§ TEXTO PROPORCIONADO:
Ésa es, en efecto, la gran pregunta que recorre
la historia: ¿por qué Señor, permaneces callado, en silencio, cuando tu obra se
aparta de ti? Benedicto XVI ha respondido a estas preguntas en uno de sus
escritos. En un bello texto sobre el Viernes Santo, menciona el retablo de la
catedral de Issenheim, pintado hace ahora quinientos años por Matthias
Grünewald, y el valor espiritual que ese cuadro tiene para la comprensión de la
Semana Santa.

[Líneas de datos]
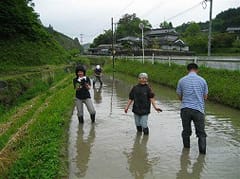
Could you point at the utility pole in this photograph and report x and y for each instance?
(81, 38)
(113, 50)
(141, 26)
(210, 28)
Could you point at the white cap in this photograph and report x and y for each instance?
(143, 75)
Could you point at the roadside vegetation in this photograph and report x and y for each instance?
(37, 64)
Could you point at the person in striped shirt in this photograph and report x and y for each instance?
(192, 91)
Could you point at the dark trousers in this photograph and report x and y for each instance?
(188, 115)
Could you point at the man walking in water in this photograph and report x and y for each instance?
(192, 90)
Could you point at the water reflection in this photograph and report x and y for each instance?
(97, 94)
(84, 146)
(189, 170)
(138, 161)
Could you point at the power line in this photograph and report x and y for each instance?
(185, 11)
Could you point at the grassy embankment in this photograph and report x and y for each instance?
(34, 125)
(33, 136)
(223, 85)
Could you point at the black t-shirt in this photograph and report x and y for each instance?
(141, 95)
(97, 71)
(81, 91)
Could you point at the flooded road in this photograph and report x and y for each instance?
(111, 148)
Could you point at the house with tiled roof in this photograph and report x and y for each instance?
(165, 39)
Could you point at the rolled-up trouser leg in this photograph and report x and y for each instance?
(145, 131)
(186, 142)
(199, 122)
(79, 105)
(139, 128)
(90, 108)
(187, 130)
(202, 145)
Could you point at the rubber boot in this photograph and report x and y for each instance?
(186, 142)
(93, 118)
(80, 119)
(139, 128)
(202, 145)
(145, 131)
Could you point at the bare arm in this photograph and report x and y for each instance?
(205, 96)
(180, 97)
(128, 105)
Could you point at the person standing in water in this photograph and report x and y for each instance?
(82, 84)
(192, 90)
(142, 96)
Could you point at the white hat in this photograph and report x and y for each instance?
(143, 75)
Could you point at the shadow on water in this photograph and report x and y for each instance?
(111, 148)
(189, 170)
(84, 145)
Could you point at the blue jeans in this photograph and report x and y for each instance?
(188, 115)
(141, 120)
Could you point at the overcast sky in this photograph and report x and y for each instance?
(86, 19)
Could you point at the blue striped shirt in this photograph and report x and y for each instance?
(192, 88)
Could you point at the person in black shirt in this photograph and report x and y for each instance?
(142, 96)
(82, 84)
(97, 75)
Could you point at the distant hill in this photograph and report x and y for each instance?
(67, 42)
(24, 41)
(223, 20)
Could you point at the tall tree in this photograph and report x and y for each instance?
(18, 17)
(128, 25)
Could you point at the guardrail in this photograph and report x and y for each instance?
(219, 62)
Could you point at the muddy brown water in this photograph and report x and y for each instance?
(111, 148)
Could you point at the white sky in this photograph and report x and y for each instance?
(91, 17)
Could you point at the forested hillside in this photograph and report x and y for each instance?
(25, 41)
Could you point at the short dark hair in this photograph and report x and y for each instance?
(80, 68)
(192, 66)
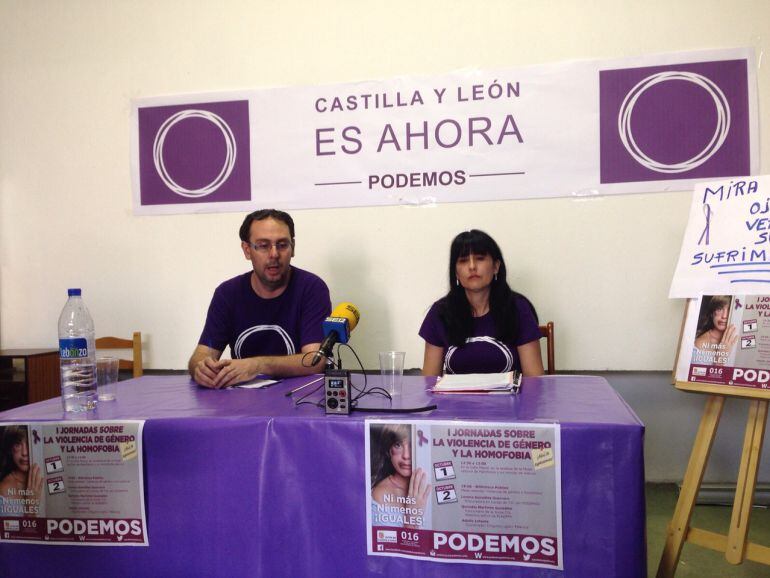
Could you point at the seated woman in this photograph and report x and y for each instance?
(481, 325)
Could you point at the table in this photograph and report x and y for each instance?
(39, 379)
(241, 483)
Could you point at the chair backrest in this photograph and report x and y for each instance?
(134, 344)
(547, 332)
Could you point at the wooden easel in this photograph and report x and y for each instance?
(734, 544)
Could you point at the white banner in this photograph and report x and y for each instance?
(577, 128)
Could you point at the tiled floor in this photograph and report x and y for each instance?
(698, 562)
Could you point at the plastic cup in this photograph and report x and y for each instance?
(392, 370)
(106, 378)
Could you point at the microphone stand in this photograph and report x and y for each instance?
(329, 364)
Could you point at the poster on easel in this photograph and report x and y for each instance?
(726, 341)
(72, 482)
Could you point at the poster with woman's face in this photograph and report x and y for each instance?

§ CONSIGNA:
Indica si cada afirmación concuerda con el texto proporcionado. Responde sí o no y cita literalmente las palabras del texto que lo deciden.
1. El retablo de la catedral de Issenheim fue pintado por Matthias Grünewald.
2. Benedicto XVI menciona el retablo en un texto sobre el Domingo de Ramos.
3. Benedicto XVI dejó estas preguntas sin respuesta.

§ RESULTADO CORRECTO:
1. Sí: «pintado hace ahora quinientos años por Matthias Grünewald».
2. No: «En un bello texto sobre el Viernes Santo, menciona el retablo».
3. No: «Benedicto XVI ha respondido a estas preguntas en uno de sus escritos».